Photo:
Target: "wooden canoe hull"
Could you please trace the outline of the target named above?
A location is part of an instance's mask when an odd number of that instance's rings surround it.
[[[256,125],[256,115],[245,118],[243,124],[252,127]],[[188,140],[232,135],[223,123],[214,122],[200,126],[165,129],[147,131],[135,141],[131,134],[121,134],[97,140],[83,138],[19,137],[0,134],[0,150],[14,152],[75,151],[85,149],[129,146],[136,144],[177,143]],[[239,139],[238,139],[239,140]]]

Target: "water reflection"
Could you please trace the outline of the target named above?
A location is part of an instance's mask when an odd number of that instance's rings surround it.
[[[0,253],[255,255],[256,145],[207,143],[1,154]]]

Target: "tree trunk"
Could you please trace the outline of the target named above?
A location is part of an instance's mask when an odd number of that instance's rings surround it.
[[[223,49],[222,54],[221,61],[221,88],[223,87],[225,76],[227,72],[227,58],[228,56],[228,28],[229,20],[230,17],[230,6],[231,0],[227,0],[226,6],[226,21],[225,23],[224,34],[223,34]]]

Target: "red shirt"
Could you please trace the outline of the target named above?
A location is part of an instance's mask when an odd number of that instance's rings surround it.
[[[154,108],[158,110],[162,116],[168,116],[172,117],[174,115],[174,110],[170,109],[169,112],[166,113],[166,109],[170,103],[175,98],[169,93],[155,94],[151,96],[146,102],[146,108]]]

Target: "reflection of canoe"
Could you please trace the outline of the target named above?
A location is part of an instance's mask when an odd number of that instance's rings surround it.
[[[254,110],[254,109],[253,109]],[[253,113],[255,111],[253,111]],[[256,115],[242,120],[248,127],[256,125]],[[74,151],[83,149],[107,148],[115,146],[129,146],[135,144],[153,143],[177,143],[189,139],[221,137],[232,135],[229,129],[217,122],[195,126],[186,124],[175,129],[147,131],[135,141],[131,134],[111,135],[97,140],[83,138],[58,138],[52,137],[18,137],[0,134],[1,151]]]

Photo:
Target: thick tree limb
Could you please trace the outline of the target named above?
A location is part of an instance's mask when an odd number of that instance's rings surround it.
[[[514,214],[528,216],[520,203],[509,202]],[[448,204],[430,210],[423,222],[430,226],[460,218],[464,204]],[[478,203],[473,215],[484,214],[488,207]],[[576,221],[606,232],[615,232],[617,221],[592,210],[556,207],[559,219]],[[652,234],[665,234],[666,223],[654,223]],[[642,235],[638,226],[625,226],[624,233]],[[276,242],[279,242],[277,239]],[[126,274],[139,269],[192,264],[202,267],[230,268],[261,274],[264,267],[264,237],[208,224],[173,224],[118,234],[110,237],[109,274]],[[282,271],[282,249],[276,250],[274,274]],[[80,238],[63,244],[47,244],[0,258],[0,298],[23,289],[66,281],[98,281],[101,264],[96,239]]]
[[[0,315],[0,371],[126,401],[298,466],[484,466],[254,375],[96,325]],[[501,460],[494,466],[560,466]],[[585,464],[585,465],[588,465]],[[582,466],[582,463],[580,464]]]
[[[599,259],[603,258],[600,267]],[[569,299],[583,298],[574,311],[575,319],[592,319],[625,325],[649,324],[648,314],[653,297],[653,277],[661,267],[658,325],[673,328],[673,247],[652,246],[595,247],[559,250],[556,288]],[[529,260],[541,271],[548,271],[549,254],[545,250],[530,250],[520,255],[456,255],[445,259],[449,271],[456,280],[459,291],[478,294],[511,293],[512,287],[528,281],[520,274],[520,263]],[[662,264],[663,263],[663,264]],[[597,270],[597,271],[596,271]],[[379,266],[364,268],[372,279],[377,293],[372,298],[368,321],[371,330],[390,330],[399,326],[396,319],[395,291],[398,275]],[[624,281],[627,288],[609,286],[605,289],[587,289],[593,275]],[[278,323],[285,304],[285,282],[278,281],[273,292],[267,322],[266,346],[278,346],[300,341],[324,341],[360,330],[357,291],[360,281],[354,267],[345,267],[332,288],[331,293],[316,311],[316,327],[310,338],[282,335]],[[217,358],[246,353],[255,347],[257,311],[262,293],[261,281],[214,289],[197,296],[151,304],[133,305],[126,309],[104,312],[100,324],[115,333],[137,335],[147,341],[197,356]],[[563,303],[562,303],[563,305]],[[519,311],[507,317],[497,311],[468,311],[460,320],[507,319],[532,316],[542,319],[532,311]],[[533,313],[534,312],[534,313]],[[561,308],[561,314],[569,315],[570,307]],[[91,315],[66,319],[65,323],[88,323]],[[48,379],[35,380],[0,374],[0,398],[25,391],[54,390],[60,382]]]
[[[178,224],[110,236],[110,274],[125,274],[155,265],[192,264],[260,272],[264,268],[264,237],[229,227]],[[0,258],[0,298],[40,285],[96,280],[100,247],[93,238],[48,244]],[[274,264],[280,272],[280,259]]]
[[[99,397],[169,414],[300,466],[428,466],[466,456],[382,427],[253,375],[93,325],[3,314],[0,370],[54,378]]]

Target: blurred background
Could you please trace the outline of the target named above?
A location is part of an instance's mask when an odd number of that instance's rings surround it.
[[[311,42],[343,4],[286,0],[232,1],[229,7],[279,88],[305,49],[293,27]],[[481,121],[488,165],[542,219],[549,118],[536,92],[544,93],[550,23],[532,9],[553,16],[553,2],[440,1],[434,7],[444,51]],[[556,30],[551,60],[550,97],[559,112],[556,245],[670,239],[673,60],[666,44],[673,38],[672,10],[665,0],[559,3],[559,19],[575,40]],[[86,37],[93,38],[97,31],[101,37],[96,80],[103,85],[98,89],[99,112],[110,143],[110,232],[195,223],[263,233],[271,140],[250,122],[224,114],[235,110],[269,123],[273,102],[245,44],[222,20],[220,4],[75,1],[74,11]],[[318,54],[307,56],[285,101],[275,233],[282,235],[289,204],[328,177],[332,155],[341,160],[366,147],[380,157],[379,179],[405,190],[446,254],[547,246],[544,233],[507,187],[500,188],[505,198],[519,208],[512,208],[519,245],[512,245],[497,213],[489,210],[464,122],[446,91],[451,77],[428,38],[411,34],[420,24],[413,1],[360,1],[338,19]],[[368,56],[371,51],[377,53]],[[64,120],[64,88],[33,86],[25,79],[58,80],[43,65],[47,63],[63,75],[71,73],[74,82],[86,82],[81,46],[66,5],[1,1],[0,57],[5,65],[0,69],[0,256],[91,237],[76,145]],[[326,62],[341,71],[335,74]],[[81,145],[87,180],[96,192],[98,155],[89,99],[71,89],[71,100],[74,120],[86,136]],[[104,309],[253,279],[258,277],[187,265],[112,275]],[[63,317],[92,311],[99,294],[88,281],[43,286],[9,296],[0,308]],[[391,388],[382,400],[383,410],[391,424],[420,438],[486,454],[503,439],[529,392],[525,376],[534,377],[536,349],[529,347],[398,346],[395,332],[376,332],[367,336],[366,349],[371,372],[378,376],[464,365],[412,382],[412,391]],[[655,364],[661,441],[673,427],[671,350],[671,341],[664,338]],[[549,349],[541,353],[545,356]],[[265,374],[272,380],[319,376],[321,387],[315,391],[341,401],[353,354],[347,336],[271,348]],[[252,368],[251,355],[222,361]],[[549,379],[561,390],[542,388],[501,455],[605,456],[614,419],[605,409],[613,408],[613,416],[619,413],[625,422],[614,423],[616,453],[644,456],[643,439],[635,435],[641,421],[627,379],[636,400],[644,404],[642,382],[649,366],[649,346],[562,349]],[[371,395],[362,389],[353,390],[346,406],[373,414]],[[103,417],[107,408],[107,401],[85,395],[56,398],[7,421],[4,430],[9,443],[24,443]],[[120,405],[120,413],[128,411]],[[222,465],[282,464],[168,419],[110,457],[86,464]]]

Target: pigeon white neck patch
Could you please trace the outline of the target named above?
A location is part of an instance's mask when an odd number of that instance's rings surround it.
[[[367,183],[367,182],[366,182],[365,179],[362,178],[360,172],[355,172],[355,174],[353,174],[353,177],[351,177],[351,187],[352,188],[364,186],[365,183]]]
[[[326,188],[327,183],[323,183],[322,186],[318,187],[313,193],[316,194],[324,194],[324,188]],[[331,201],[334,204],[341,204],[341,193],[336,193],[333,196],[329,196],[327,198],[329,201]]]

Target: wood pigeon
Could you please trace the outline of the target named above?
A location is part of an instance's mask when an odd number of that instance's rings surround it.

......

PROMPT
Copy out the lines running from the one containing "Target: wood pigeon" through the end of the records, inclusive, each one word for word.

EXERCISE RESPONSE
Target: wood pigeon
Could you please trace the outline of the target named above?
A location is part of an instance's mask when an odd number of that instance's rings surround it.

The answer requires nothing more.